• **Given data**:
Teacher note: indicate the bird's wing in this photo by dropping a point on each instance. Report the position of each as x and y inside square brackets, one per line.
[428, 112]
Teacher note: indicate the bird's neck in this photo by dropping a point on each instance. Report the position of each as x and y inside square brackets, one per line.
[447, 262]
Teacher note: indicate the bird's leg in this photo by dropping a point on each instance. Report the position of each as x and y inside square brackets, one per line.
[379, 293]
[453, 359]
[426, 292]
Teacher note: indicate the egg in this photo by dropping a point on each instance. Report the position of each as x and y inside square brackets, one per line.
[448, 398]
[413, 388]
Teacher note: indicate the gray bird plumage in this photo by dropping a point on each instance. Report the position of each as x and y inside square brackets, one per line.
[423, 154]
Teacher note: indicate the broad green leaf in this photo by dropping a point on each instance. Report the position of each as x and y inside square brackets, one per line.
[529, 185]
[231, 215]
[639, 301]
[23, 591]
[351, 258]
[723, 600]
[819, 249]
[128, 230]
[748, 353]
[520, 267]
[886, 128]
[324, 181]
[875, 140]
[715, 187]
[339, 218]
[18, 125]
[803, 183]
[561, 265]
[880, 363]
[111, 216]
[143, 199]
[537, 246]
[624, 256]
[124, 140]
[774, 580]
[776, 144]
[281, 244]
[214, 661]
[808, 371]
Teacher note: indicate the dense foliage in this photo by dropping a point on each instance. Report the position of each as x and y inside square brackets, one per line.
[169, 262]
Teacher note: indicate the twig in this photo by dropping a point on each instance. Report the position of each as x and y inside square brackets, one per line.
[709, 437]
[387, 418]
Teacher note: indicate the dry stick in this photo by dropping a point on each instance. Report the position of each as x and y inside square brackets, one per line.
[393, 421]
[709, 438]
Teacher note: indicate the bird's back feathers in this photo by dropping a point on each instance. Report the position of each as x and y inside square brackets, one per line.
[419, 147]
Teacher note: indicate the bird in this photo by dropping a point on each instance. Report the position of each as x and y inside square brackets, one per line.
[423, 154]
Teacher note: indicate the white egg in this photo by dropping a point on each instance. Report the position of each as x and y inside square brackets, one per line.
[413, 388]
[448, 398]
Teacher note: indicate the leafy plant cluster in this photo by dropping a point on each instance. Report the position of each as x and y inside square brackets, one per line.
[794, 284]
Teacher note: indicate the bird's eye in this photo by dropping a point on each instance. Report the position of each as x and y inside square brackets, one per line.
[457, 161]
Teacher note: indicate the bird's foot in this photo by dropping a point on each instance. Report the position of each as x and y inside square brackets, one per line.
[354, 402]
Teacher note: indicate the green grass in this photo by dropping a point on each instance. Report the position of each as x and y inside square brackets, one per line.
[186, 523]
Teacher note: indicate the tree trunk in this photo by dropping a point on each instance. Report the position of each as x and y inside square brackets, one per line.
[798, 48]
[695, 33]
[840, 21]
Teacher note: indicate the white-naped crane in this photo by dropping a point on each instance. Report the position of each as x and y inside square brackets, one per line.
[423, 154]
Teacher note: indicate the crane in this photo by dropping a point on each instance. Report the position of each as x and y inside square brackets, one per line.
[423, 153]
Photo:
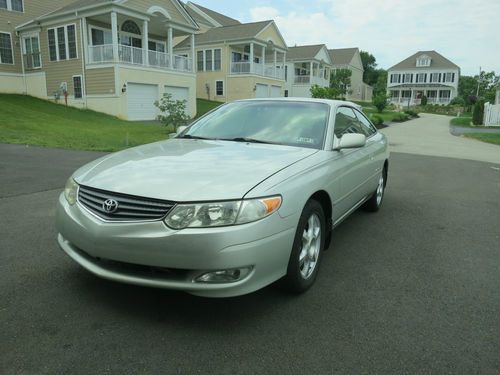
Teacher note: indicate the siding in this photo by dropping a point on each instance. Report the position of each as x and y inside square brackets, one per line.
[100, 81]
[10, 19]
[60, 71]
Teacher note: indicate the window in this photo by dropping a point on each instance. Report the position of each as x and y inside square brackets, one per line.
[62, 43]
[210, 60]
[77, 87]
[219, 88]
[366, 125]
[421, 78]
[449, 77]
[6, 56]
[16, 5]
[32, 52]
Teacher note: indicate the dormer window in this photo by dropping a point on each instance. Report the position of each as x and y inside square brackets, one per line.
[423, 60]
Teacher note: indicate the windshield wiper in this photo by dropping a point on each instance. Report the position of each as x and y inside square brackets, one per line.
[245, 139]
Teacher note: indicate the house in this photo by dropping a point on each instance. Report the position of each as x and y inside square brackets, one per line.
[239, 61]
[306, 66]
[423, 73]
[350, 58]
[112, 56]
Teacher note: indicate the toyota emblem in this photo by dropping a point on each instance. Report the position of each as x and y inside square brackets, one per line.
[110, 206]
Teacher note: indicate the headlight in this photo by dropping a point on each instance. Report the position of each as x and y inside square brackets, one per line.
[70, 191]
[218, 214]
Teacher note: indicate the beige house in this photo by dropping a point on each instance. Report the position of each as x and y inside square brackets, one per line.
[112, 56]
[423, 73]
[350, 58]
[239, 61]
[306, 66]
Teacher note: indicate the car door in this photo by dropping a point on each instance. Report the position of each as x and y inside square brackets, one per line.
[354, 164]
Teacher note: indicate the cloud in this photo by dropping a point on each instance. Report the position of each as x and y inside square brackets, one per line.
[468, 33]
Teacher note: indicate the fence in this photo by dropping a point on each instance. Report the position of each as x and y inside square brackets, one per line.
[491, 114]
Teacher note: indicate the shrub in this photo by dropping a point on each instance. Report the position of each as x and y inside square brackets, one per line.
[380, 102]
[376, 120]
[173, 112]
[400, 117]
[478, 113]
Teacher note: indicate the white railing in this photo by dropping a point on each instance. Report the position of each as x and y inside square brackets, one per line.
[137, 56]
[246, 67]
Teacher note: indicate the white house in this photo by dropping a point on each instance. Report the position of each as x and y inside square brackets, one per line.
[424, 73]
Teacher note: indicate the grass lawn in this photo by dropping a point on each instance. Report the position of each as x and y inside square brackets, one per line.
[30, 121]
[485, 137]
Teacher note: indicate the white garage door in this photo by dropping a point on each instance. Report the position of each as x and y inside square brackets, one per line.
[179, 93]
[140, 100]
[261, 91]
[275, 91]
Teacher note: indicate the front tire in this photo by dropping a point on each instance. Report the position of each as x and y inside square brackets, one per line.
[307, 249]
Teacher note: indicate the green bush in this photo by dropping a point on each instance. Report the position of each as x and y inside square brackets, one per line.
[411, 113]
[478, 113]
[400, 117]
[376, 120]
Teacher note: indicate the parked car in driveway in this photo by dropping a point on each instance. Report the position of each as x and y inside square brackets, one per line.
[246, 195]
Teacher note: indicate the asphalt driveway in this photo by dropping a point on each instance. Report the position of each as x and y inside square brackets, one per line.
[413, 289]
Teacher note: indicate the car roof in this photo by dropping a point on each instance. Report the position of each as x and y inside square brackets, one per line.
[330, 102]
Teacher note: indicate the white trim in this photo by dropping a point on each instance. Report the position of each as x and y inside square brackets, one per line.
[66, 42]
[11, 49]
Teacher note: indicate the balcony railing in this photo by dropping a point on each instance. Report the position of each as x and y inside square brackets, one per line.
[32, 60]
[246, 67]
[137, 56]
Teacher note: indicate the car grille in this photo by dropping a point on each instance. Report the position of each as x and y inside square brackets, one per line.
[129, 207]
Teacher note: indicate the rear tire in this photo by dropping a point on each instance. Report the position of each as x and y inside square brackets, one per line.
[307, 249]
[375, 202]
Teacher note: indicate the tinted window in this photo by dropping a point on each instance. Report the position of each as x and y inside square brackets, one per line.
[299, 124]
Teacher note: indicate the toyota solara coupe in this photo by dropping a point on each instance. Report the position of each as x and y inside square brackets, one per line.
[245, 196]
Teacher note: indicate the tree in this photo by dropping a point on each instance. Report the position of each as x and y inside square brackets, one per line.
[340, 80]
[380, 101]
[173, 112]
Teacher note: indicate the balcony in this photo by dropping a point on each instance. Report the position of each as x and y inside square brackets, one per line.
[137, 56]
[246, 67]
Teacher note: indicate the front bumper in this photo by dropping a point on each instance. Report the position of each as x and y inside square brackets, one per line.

• **Problem**:
Skip the images and write out the rest of the listing exactly.

• **Exercise output**:
Teacher note: indicate the bird's wing in this photo by dropping a point on each instance. Report the position of each as x and y inside square brackets, one per line.
[428, 112]
Teacher note: indicate the bird's neck in this photo by dropping a point on each instance. Report the position of each as x and y inside square brackets, one per line.
[447, 262]
Teacher note: indicate the bird's leg in this photo by dropping a point on each instance. Report the position of each as x and y inside square brackets, one per line.
[379, 293]
[453, 359]
[426, 292]
Teacher note: indicate the egg in this photo by dropping a point on each instance. Report the position of each as x and y inside square brackets, one per line.
[448, 398]
[413, 388]
Teacher note: indicate the gray bird plumage in this photo by dropping a point on each instance. Report the position of each as x and y inside square brackets, one per line.
[423, 154]
Teacher note: indicate the broad green leaf in this photo by dropping a point on each instance. Report the position of each as x and y inside square brackets, one per line.
[529, 185]
[231, 215]
[639, 301]
[23, 591]
[351, 258]
[723, 600]
[819, 249]
[128, 230]
[748, 353]
[520, 267]
[886, 128]
[324, 181]
[875, 140]
[715, 187]
[339, 218]
[18, 125]
[803, 183]
[561, 265]
[880, 363]
[111, 216]
[143, 199]
[537, 246]
[624, 256]
[124, 140]
[774, 580]
[776, 144]
[281, 244]
[214, 661]
[808, 371]
Teacher note: indicate the dense foliage in this photo by dropping a point on each instance. Report the position of each as x and y inside square brackets, one per line.
[169, 262]
Teacher note: indicate the twig in this photo by dropping a point on each instance. Report the position of each as x and y inside square brackets, one per line.
[709, 437]
[387, 418]
Teacher note: indicate the dry stick in this photo by dropping a point on each instance. Report the position of each as x and y inside square brackets, one per line.
[393, 421]
[709, 438]
Teacher note: indicate the bird's back feathers in this photo by dropping a point on each instance. Report the position of each as x and y inside square brackets, one per line.
[419, 147]
Teacher note: indicate the bird in this photo by dropping a point on each instance. Report the position of each as x and y inside square brackets, one per line.
[423, 154]
Teacher note: indicate the white egg in this photo by dropping a point on each instance. Report the position of each as x and y inside square brackets, one per line.
[413, 388]
[448, 398]
Teacher note: indicate the leafy plant cluster in this photo by dropping a point on each instance. Report the position of each as x and y inside square brackets, one per line.
[794, 284]
Teacher note: indicate the bird's eye in this photo by dropping a point on each instance. Report the position of each as x and y inside square brackets, one per line.
[457, 161]
Teacher note: indicate the bird's foot in this photo by dropping a point on each instance. Report the position of each as x and y inside square brackets, one per line.
[354, 402]
Teacher note: indicate the green grass in this photo by dropping a point on each instance. Report the position of each as x and y inside square brackets, one per line.
[186, 523]
Teacher note: indicate the tree trunk in this photo by dropping a point on each instance. Report the position of each as x and y inside square brackets, one per line.
[798, 48]
[695, 33]
[840, 21]
Teacher note: indicate the white-naped crane in this photo by dropping a point on each instance. Report the position of each as x and y inside square brackets, one per line.
[423, 154]
Teacher note: indicate the crane in this photo by dropping a point on each instance. Report the position of each as x and y inside square brackets, one per line.
[423, 153]
Photo:
Teacher note: indicate the siding in this photo by dropping a point on each instance. Report the position of each as x and y inside square brackets, one per line.
[100, 81]
[10, 19]
[60, 71]
Teacher note: indicate the window in this photo by dropping a point on each instance. Report the position of each as x and y inside square brackets, one per line.
[62, 43]
[210, 60]
[77, 87]
[219, 88]
[366, 125]
[421, 78]
[449, 77]
[6, 56]
[16, 5]
[32, 52]
Teacher note: indicate the dormer window in this photo by dropping a point on each instance. Report the position of each as x and y inside square brackets, one per line.
[423, 60]
Teacher note: indicate the windshield wiper in this photo by dropping a point on each instance. Report the position of each as x and y inside square brackets, one per line.
[245, 139]
Teacher note: indicate the house in this photo by dropping a point on each instance. Report the position of each as x and y inside square brackets, one per line.
[239, 61]
[306, 66]
[423, 73]
[350, 58]
[112, 56]
Teacher note: indicate the toyota emblem in this photo by dropping a point on each instance. Report the position of each as x and y inside square brackets, one per line.
[110, 206]
Teacher note: indicate the headlight in this photo by dropping a point on each instance. Report the position of each as x and y inside square brackets, one per line.
[70, 191]
[218, 214]
Teacher note: indicate the beige house in this photo by dropping a point on each instance. Report the position of each as x and y inside square brackets, one per line.
[112, 56]
[423, 73]
[350, 58]
[239, 61]
[306, 66]
Teacher note: indicate the car door in this photo by dropping a point on each instance. Report the position of each as x and y inside square brackets, one per line.
[354, 164]
Teacher note: indicate the cloud in this photo by dropping a point on each instance. Report the position of each as x and y inside square brackets, one per line.
[468, 33]
Teacher note: indicate the fence in this photo by dropping a point on each instance. Report the position of each as x and y inside square brackets, one per line.
[491, 114]
Teacher note: indicate the shrub in this photo by dropping a point on each instance. Report the position of each as x and y inside square brackets, one per line.
[380, 102]
[376, 120]
[173, 112]
[400, 117]
[478, 113]
Teacher note: indicate the white railing in this photo by dropping a point on each instance. Report the position of each as x and y inside square brackets, one per line.
[137, 56]
[246, 67]
Teacher note: indicate the white house in this photo by dropping a point on each instance. Report the position of each as x and y inside square brackets, one per line.
[424, 73]
Teacher note: indicate the grass lawn in this photo by dropping a point on each instance. Report the position of each as x and y inside square brackets, one per line.
[30, 121]
[485, 137]
Teacher note: indicate the white garage door in this photo by dropping a point on each instance. Report the position of each as x and y inside square brackets, one per line.
[179, 93]
[140, 100]
[261, 91]
[275, 91]
Teacher note: indicate the front tire in this photo by dropping a point on each instance. Report the position of each as x and y inside square brackets, one per line.
[307, 249]
Teacher note: indicate the green bush in this photo by dropping a point on each instance. Report the position of each as x and y inside square brackets, one per line.
[411, 113]
[478, 113]
[400, 117]
[376, 120]
Teacher note: indicate the parked car in driveway in this photo by dropping a point on each instance. Report the position of each as x and y inside square brackets, one per line.
[246, 195]
Teacher note: indicate the asphalt driveway in this photo by dropping a point on each instance. Report the position of each as x and y inside square brackets, one per line.
[413, 289]
Teacher note: indicate the car roof in this photo by dropping a point on each instance. Report the position of each as x and y inside square brackets, one per line.
[330, 102]
Teacher note: indicate the white trim in this photo by dropping a point on each instance. Report the position of each as x and y inside square brackets, one per line.
[66, 42]
[11, 49]
Teacher note: indicate the balcony railing in this photo by dropping a point on each instance. Report the position of each as x and y inside square brackets, one per line.
[32, 60]
[246, 67]
[137, 56]
Teacher note: indicate the car grille in this photo by dropping a point on each instance. Report the position of each as x and y inside square brackets, one per line.
[129, 207]
Teacher note: indicate the rear tire in this photo by dropping a point on each instance. Report the position of each as x and y inside square brackets, one per line.
[307, 249]
[375, 202]
Teacher note: indicate the tinted window in this photo by dropping a point on each instance. Report the position of each as x and y inside square brackets, one per line.
[299, 124]
Teacher note: indicate the toyota solara coupe in this photo by dropping a point on each instance. Report the position of each as x and y inside square brackets, one per line.
[245, 196]
Teacher note: indicate the tree in this photo by dropping a point on each instance. Report the position of each as x and y inside square brackets, one per line.
[340, 80]
[380, 101]
[173, 112]
Teacher note: indicate the balcony in this photo by dropping a point on each instance. Report the position of each as x and y inside square brackets, one per line.
[137, 56]
[246, 67]
Teacher note: indicate the front bumper in this photo by dropping a point on each instance. Report the position of each as x and y inside square brackets, one per line.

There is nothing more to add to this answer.